● Short problem:
Convert the part of the listing below that starts with the line containing "Question. Place a dot on every instance of the dog ear" and runs through the end of the listing into a Markdown table. Use two columns, Row for the row number and Text for the line, and leave out blank lines.

● Given data:
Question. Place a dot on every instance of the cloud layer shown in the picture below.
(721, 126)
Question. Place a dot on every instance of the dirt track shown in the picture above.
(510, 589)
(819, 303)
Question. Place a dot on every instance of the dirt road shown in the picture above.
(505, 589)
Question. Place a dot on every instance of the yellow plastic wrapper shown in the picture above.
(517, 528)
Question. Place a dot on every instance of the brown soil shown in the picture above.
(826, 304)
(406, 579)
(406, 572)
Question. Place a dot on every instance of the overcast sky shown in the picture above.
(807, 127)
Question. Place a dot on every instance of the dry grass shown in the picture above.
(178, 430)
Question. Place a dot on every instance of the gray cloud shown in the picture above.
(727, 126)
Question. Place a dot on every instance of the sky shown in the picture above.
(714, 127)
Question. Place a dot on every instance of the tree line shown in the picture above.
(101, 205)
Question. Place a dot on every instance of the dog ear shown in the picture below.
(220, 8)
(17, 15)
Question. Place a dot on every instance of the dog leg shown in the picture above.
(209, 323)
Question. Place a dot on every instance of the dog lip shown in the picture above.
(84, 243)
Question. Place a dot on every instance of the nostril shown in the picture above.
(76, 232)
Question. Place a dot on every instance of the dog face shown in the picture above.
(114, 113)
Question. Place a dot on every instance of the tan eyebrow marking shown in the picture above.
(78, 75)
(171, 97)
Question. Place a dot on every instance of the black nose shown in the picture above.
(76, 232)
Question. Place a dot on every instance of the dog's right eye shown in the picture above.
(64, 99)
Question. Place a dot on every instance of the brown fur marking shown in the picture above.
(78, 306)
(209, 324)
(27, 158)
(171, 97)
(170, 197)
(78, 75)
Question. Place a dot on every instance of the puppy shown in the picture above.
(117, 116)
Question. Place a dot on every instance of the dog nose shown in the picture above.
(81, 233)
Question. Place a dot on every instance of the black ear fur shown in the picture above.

● Answer in full:
| Row | Text |
|---|---|
| 1 | Question. Place a dot on every instance of the dog ear shown in the picture below. |
| 2 | (220, 8) |
| 3 | (17, 15) |
| 4 | Question. Place a dot on every instance of the dog leg shown in the picture above. |
| 5 | (209, 323) |
| 6 | Question. Place a dot on every instance of the dog lip shown in the picture above. |
| 7 | (84, 243) |
| 8 | Question. Place a dot on every instance of the nostril shown in the picture above. |
| 9 | (76, 232) |
| 10 | Question. Place a dot on every instance of the dog face shown in the picture above. |
| 11 | (114, 113) |
| 12 | Question. Place a dot on every instance of the tan eyebrow marking shown in the picture above. |
| 13 | (78, 75) |
| 14 | (171, 97) |
| 15 | Question. Place a dot on every instance of the black nose shown in the picture above. |
| 16 | (76, 232) |
| 17 | Question. Place a dot on every instance of the dog's right eye shown in the picture above. |
| 18 | (64, 99) |
| 19 | Question. Place a dot on every instance of the brown fur marking shown in the picture above. |
| 20 | (78, 306) |
| 21 | (209, 324) |
| 22 | (27, 158) |
| 23 | (171, 97) |
| 24 | (170, 197) |
| 25 | (78, 75) |
| 26 | Question. Place a dot on every instance of the puppy shown in the picture above. |
| 27 | (117, 116) |
| 28 | Question. Place a dot on every instance of the dog nose shown in the picture above. |
| 29 | (81, 233) |
| 30 | Question. Place a dot on every instance of the black ear fur shown in the picture above. |